TEXTO DE ORIGEM >>
Por Kate Abnett e Jake Spring
BRUXELAS (Reuters) - A União Europeia concordou nesta terça-feira com uma nova lei para impedir que empresas vendam para o mercado da UE commodities ligadas ao desmatamento em todo o mundo, o que poderia atingir o comércio de carne bovina, soja e café.
A lei exigirá que as empresas apresentem uma declaração de diligência mostrando que suas cadeias de suprimentos não estão contribuindo para a destruição de florestas antes de venderem mercadorias para a UE --ou poderão enfrentar multas pesadas.
"Espero que esta regulamentação inovadora dê impulso à proteção das florestas em todo o mundo e inspire outros países", disse o principal negociador do Parlamento Europeu, Christophe Hansen.
O desmatamento é uma das principais fontes de emissões de gases de efeito estufa que impulsionam a mudança climática e estará em foco em uma conferência da Organização das Nações Unidas (ONU) sobre biodiversidade nesta semana, na qual países buscarão um acordo global para proteger a natureza.
Negociadores de países da UE e o Parlamento Europeu fecharam o acordo sobre a lei nesta terça-feira.

TAREFAS SOLICITADAS >>
[A] Reproduza o trecho da notícia sobre a lei europeia contra o desmatamento desde "A lei exigirá" até "enfrentar multas pesadas.", inclusive.
[B] De acordo com a notícia sobre a lei europeia contra o desmatamento, quem é o principal negociador do Parlamento Europeu?
[C] Liste todos os produtos que, segundo a notícia sobre a lei europeia contra o desmatamento, poderiam ter o comércio atingido pela nova lei.

ITENS FORNECIDOS >>
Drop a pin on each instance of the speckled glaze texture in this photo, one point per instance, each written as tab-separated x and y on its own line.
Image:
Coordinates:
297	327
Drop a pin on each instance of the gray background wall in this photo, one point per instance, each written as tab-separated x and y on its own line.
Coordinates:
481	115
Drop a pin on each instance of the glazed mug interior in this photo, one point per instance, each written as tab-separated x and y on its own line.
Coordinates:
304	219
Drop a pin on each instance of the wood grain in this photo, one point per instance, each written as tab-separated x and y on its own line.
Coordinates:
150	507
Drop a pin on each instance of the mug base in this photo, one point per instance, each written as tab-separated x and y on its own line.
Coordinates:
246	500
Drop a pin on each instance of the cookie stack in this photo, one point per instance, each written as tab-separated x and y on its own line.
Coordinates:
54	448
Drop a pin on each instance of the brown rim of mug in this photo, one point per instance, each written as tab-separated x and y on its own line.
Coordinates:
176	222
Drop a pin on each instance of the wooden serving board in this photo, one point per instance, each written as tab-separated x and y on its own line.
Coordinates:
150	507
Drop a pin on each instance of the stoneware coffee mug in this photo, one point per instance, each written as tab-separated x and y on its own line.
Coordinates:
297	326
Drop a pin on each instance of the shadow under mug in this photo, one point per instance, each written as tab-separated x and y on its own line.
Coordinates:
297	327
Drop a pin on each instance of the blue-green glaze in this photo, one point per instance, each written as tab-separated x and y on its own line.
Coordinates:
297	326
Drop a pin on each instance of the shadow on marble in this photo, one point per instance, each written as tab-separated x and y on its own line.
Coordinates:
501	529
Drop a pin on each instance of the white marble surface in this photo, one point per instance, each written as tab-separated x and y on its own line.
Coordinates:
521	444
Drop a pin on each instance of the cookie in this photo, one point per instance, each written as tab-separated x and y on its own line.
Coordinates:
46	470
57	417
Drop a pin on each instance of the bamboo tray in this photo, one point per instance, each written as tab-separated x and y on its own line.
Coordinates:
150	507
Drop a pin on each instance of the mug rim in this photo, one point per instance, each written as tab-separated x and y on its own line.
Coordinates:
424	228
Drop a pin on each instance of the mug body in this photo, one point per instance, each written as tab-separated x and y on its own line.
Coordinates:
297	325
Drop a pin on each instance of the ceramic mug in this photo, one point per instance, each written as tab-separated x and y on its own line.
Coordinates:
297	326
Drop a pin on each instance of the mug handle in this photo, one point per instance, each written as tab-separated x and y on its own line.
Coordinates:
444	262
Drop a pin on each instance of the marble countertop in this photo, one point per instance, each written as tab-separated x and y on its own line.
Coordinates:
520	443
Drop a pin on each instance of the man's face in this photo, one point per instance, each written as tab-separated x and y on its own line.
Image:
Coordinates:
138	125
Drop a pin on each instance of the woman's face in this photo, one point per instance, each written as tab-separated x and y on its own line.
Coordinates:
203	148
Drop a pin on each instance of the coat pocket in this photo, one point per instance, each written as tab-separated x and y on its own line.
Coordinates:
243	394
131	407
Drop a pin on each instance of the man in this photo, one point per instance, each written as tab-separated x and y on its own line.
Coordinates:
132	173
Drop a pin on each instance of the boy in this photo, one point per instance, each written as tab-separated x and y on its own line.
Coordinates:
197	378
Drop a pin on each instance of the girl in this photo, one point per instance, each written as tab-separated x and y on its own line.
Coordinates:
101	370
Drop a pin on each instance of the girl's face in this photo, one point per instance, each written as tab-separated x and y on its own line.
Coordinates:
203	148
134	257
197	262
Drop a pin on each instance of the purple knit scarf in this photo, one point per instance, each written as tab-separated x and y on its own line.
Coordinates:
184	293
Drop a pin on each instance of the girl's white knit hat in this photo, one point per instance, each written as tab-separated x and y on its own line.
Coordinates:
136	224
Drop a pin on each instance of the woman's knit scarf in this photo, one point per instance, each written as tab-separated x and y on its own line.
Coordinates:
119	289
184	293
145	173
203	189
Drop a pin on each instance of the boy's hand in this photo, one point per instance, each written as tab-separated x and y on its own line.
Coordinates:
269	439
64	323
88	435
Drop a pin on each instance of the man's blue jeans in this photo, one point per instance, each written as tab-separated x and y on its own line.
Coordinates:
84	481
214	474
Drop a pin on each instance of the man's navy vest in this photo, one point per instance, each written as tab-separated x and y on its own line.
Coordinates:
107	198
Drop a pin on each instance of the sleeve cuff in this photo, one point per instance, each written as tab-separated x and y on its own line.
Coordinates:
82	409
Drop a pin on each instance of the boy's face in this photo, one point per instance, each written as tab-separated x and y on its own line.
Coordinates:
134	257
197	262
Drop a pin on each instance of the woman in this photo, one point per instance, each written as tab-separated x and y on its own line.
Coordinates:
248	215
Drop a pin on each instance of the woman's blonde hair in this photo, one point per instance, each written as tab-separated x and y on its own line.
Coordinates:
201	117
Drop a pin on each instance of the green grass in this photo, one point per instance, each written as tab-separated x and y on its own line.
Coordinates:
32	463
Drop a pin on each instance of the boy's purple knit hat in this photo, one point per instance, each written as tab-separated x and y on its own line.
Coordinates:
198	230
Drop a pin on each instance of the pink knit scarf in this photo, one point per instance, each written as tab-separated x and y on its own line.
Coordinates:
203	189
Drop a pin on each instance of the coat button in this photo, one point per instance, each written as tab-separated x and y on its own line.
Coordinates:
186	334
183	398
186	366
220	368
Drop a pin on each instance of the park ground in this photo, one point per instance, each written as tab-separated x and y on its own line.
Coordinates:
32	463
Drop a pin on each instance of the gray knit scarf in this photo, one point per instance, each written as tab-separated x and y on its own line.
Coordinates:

RESULTADOS FINAIS >>
[A]
A lei exigirá que as empresas apresentem uma declaração de diligência mostrando que suas cadeias de suprimentos não estão contribuindo para a destruição de florestas antes de venderem mercadorias para a UE --ou poderão enfrentar multas pesadas.

[B] Christophe Hansen.

[C] Carne bovina, soja e café.